### Problem to work on
Will you copy out every one of the rows below word for word, changing nothing?

Rows from a point-labeling set
<<<<
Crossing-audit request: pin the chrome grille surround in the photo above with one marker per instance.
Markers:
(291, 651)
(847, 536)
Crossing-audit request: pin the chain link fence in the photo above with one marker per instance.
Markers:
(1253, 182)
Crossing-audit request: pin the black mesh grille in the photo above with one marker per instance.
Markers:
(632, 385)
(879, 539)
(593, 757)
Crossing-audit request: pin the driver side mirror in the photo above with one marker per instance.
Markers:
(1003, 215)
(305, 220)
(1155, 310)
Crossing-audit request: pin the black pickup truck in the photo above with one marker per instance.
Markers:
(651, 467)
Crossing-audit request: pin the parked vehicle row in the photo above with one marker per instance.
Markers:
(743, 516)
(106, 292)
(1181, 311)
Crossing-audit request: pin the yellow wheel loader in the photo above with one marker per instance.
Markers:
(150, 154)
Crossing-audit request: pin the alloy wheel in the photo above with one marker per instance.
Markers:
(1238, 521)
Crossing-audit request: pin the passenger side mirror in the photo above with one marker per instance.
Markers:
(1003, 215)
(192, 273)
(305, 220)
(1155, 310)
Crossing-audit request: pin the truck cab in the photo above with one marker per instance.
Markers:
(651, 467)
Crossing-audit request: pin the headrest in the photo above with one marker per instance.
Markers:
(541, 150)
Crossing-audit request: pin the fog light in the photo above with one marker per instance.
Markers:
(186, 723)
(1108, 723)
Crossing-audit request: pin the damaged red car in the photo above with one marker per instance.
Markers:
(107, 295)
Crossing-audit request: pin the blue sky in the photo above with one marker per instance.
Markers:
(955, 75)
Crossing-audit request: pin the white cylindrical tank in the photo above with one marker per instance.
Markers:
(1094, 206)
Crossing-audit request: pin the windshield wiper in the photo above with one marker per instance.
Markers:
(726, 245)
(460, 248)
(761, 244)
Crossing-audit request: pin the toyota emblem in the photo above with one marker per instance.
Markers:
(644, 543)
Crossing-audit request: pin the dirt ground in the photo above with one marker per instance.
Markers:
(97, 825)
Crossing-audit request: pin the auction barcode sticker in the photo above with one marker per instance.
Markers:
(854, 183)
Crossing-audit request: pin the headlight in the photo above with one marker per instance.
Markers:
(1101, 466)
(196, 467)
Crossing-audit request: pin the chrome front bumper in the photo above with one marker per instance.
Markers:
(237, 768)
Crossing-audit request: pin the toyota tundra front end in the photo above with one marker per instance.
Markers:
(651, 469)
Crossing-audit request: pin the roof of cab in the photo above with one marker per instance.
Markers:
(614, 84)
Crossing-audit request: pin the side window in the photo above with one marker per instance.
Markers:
>>>>
### Exercise output
Crossing-audit request: pin the chrome grille surround in the photo above with one marker per instance.
Markers:
(291, 651)
(847, 536)
Crossing-audit request: pin the chain link fence in the photo above with one marker per instance.
Markers:
(1253, 182)
Crossing-audit request: pin the black mesh grille in the photo above with one marker per instance.
Markers:
(632, 385)
(879, 539)
(593, 757)
Crossing-audit request: pin the driver side mirror in the photo above with one marker per instance.
Markers:
(1003, 215)
(305, 220)
(1155, 310)
Crossing-audit request: pin the black pickup truck in the photo above with one marker per instance.
Markers:
(651, 467)
Crossing-audit request: pin the parked vehicle row in the photo above with one marker per instance.
Markers:
(743, 516)
(106, 292)
(1181, 311)
Crossing-audit request: pin the yellow wheel loader in the photo above with one marker per instance.
Markers:
(150, 154)
Crossing-audit request: pin the alloy wheel in the photo above with one marker per instance.
Markers:
(1238, 521)
Crossing-audit request: pin the passenger side mirror in the photo above with one marker per instance.
Markers:
(1003, 215)
(192, 273)
(305, 220)
(1155, 310)
Crossing-audit request: pin the truck cab in the photo above with one marker per instance.
Markers:
(651, 467)
Crossing-audit request: pin the headrest in the photo above with one marker per instance.
Markers:
(541, 150)
Crossing-audit request: pin the fog light in the photo above with one marker per instance.
Markers:
(186, 723)
(1108, 723)
Crossing-audit request: pin the damaged red car in the photo above with one marker per instance.
Markers:
(107, 295)
Crossing-audit request: pin the blue sky in the photo above with one marker per instance.
Markers:
(955, 75)
Crossing-audit request: pin the white cylindrical tank in the photo above with one marker per instance.
Markers:
(1094, 206)
Crossing-audit request: pin the windshield wiper in the photo above with one marker per instance.
Markers:
(726, 245)
(460, 248)
(761, 244)
Crossing-audit request: pin the toyota emblem in the photo above with one marker per instance.
Markers:
(644, 543)
Crossing-audit request: pin the dirt ground in the photo above with one marker per instance.
Markers:
(97, 825)
Crossing-audit request: pin the auction barcode sticker in the photo above with one marker per instance.
Markers:
(854, 183)
Crossing-audit request: pin the headlight in the photo above with one marker per instance.
Markers:
(1101, 466)
(196, 467)
Crossing-audit request: pin the chrome front bumper in the photo above with one marker per instance.
Markers:
(237, 768)
Crossing-audit request: pin the toyota tundra front end in the photo above with one marker per instance.
Markers:
(651, 469)
Crossing-audit request: pin the roof of cab in the photo above with one marker per instance.
Markers:
(614, 84)
Crossing-audit request: pin the side window in the photo above with one marker per instance.
Markers:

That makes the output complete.